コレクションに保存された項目
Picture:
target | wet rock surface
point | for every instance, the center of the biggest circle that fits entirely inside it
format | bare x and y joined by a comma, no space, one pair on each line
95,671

• 課題の目的: 上の記録をすべて、一字も変えずにそのまま書き出せ。

• 課題の解答:
Picture:
target | wet rock surface
point | for every instance, the center of the biggest circle that fits entirely inside it
format | bare x and y joined by a comma, no space, one pair on each line
95,671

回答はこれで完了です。